Start of Excerpted text

Saturday, July 18, 2009


By Claire
I'm reading War in Val D'Orcia, An Italian War Diary 1943-1944, by Iris Origo. The more I read, the more I realize how little I really know about Italy's part in the War. This book was written during that time and it's an intimate and informative look at living through WW II in the countryside of Tuscany.

I'm trying to read and learn as much as I can about European, Turkish, and Egyptian history so I'll be at least a little bit prepared for all that we will see and learn throughout our travels.

I just finished No Man's Land: One Man's Odyssey through the Odyssey by Scott Huler. You can read my first attempt at writing a review for Traveller's Point, a great travel forum and blog site.

Reading will definitely be a big part of our trip and I've purposely chosen books that take place in the countries we will visit. Here's a sampling:

The Book Thief, by Markus Zusak
Speaking for Myself: My Life from Liverpool to Downing Street, by Cheri Blair
My Life in France, by Julia Child
Gertrude Bell: Queen of the Desert, Shaper of Nations, by Georgina Howell
Medievel People, by Eileen Power
Roma: The Novel of Ancient Rome, by Steven Saylor
44 Scotland Street, by Alexander McCall Smith
A Thousand Days in Venice, by Marlena de Blasi
Married to a Bedouin, by Marguerite van Geldermalsen

Friday, July 10, 2009

The Count Down

By Claire
I'm struggling to some degree with the lack of structure in my days now that I don't have to be anywhere other than hiking or out to breakfast or lunch with friends. We have a long list of things to do to complete our readiness for this trip but sometimes it's hard to get motivated even though the end result is leaving for Europe! The scary part is that time is marching on. However, so many things have been done: We've rented our house to a wonderful couple, we've picked out our camper and paid the deposit, and the plane tickets have been purchased. On the other hand, we have a return date of November 26 to make it look like we're staying less than 90 days (see Schengen Agreement and our post Planning a One Year European Adventure). I will need to contact our travel agent in early November by email and she will obtain new tickets with a return date at the end of August 2010. I'm a little worried about re-entering the EU after our first 90 days out with a return date 6 months later but some things I just have to let go. We still have to deal with bureaucratic registration issues on our cars with the DMV. We're storing both of them with very generous friends (thank you Merlyn and Tom!). Chuck's car will need to be smogged next May when we're not here, for example. Several phone calls and much website navigating tells us that we can do it when we get back but we can't drive it anywhere until it's done. Huh? That means walking or biking to the DMV after illegally driving it home from our friends and then illegally driving it to the Smog place. I hope the Smog cops aren't out in force that day. My car can't be legally driven until it is re-registered and I can't send in the "Planned Non-Operational" registration until after we're gone (of course). Figuring out money and future taxes while we're on the road (we'll be in Greece when we need to do our taxes) and ATMs and credit cards all takes a toll. But, believe me, it's all worth it. It just has to be done.

End of Excerpted text

(What you need to do):
(A) In the travel blog, why do the writers' plane tickets show a return date of November 26?
(B) According to the travel blog, where will the writers be when they need to do their taxes?
(C) Extend the travel blog by writing what comes after its last sentence.

Start of Given entries

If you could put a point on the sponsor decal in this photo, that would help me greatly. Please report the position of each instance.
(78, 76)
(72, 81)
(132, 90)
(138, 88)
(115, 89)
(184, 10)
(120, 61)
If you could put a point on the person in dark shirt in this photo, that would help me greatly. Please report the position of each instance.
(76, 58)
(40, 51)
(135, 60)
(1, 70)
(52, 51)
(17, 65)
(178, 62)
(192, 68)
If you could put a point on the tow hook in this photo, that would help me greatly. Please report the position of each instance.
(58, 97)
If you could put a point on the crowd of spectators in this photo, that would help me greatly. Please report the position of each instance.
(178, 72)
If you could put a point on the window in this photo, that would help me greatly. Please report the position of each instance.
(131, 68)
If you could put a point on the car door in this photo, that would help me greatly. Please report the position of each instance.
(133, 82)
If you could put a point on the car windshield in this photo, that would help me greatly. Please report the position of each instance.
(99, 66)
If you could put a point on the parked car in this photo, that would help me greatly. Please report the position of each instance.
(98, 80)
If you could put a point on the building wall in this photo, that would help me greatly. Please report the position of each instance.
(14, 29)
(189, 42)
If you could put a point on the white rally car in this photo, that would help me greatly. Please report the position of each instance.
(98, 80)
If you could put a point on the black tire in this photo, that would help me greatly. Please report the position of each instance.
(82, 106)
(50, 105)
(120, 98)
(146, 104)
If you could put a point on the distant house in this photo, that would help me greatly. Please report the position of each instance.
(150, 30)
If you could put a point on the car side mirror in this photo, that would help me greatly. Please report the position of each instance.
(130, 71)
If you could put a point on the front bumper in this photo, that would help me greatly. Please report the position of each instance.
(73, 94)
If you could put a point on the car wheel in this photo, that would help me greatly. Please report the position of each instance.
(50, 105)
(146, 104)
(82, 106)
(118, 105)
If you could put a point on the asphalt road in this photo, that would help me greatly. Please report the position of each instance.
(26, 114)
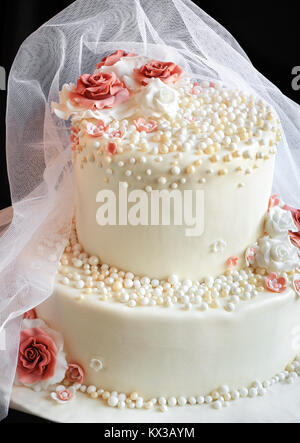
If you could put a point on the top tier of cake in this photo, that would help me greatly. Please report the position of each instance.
(141, 125)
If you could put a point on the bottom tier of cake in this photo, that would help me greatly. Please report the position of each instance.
(173, 352)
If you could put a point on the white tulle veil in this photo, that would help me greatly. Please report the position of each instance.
(38, 147)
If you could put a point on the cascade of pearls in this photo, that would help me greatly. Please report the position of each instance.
(89, 277)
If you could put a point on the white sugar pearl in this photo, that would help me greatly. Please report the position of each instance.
(93, 260)
(200, 400)
(173, 279)
(128, 283)
(244, 392)
(235, 395)
(204, 306)
(79, 284)
(262, 392)
(112, 401)
(162, 180)
(182, 401)
(121, 404)
(209, 281)
(230, 307)
(192, 400)
(253, 392)
(139, 403)
(176, 170)
(224, 390)
(172, 401)
(91, 389)
(217, 405)
(155, 283)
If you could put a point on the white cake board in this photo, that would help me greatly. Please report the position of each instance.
(280, 405)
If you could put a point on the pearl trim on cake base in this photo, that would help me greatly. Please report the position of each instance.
(217, 399)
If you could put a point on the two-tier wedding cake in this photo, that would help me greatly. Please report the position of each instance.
(179, 284)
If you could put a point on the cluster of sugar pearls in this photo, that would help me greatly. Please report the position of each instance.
(85, 273)
(217, 399)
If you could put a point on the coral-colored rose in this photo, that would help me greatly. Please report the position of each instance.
(99, 91)
(112, 59)
(142, 125)
(37, 356)
(30, 315)
(275, 284)
(166, 72)
(295, 236)
(112, 148)
(75, 373)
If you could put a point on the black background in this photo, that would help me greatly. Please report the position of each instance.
(267, 31)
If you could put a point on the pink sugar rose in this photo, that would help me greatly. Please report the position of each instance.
(295, 236)
(112, 59)
(37, 356)
(99, 91)
(75, 373)
(141, 125)
(166, 72)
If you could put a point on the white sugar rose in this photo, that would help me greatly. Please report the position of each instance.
(279, 222)
(157, 99)
(277, 254)
(124, 69)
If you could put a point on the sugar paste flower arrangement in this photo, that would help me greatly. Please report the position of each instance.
(42, 363)
(123, 85)
(278, 252)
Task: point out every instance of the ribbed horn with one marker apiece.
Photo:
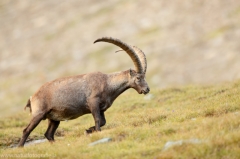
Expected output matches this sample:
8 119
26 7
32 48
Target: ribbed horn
128 49
141 57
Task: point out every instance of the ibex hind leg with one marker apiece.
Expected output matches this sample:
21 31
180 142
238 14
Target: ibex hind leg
102 123
33 123
52 127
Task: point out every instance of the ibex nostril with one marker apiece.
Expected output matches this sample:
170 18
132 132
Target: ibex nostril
72 97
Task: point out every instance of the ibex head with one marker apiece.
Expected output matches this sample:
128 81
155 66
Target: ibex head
137 76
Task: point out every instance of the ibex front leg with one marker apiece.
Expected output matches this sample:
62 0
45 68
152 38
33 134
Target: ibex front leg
99 119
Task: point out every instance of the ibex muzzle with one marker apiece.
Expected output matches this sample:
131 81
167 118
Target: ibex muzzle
70 97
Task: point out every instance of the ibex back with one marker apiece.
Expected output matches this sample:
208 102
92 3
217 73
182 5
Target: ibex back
70 97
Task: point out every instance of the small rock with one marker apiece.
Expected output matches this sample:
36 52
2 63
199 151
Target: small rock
180 142
148 97
104 140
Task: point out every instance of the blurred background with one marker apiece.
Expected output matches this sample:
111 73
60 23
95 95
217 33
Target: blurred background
185 41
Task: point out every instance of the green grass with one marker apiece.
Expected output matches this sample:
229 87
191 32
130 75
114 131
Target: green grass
140 128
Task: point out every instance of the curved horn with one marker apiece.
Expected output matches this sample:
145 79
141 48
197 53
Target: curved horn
141 57
128 49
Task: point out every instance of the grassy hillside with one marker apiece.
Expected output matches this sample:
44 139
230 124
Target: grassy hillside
44 40
140 127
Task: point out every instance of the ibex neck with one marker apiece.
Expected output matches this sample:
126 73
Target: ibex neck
118 83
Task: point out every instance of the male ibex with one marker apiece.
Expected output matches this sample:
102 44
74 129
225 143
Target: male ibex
70 97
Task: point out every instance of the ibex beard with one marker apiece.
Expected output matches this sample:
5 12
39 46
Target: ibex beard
70 97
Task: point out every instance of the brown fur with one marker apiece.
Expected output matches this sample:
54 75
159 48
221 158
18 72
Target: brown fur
70 97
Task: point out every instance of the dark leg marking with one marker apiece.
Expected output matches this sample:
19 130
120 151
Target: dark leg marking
52 127
26 132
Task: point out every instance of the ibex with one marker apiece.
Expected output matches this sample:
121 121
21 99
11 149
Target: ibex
70 97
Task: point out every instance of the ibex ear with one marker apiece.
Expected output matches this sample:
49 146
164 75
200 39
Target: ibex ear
132 72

End of Given entries

(Your responses):
(A) The November 26 return date makes it look like they are staying less than 90 days, in line with the Schengen Agreement. Early in November the travel agent will get new tickets with a return date at the end of August 2010.

(B) They will be in Greece.

(C)
Yesterday we bought electrical adaptors and hope that we'll be able to charge all the electrical devices we're dragging with us:

2 Kindles
iPod and portable speakers
Batteries for two cameras

At some point we have to start boxing and moving our personal items up into the attic that Chuck floored in last Christmas.

The goal is to leave here smiling and rested. My fear is that we'll leave here stunned and snarling.

But hey, life is really good and I have no complaints.